* _What you need to do_: Output verbatim the lines of the listing below, starting at its first line and ending at the line containing "pixel 141 488", with both of those lines included.

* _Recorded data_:
____________________
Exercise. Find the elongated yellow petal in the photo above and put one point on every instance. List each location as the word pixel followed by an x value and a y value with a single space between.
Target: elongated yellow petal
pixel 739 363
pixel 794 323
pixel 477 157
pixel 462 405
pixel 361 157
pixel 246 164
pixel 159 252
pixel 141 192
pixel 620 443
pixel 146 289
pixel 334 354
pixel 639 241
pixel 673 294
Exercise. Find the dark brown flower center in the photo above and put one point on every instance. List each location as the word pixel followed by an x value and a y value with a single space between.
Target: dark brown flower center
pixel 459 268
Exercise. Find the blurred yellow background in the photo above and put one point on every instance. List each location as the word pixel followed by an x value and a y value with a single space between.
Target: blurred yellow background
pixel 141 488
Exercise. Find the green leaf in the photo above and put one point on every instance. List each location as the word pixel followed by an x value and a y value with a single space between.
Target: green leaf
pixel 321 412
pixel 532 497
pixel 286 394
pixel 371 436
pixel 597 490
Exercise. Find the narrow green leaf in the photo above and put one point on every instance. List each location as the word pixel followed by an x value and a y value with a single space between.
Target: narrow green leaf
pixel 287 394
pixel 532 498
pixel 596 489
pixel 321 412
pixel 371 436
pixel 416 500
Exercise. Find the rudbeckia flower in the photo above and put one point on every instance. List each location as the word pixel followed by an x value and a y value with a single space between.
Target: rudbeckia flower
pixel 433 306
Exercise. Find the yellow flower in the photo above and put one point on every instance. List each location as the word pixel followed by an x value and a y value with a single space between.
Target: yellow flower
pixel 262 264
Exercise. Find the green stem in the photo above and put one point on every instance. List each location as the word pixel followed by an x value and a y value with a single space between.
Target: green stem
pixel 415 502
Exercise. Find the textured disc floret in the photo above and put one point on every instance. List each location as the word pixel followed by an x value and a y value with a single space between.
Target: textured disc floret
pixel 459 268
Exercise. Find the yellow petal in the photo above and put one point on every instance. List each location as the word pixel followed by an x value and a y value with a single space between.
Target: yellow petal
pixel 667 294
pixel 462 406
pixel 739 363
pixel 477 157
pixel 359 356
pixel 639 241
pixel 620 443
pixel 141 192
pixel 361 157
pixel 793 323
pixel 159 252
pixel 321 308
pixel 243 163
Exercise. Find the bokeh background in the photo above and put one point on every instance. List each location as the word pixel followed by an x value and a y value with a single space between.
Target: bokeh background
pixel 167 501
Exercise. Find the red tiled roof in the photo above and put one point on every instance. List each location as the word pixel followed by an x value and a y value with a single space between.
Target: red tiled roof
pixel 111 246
____________________
* _Answer to the task_:
Exercise. Find the elongated yellow petal in the photo above and put one point on every instance. List each location as the word pixel followed by an x value and a y value with a single space between.
Target: elongated yellow petal
pixel 739 363
pixel 794 323
pixel 477 157
pixel 462 405
pixel 361 157
pixel 246 164
pixel 159 252
pixel 141 192
pixel 620 443
pixel 146 289
pixel 334 354
pixel 639 241
pixel 673 294
Exercise. Find the dark brown flower center in the photo above and put one point on every instance. List each location as the word pixel followed by an x value and a y value with a single space between.
Target: dark brown flower center
pixel 459 268
Exercise. Find the blurred yellow background in the photo above and put one point on every instance. List each location as the word pixel followed by an x value and a y value with a single space between.
Target: blurred yellow background
pixel 141 488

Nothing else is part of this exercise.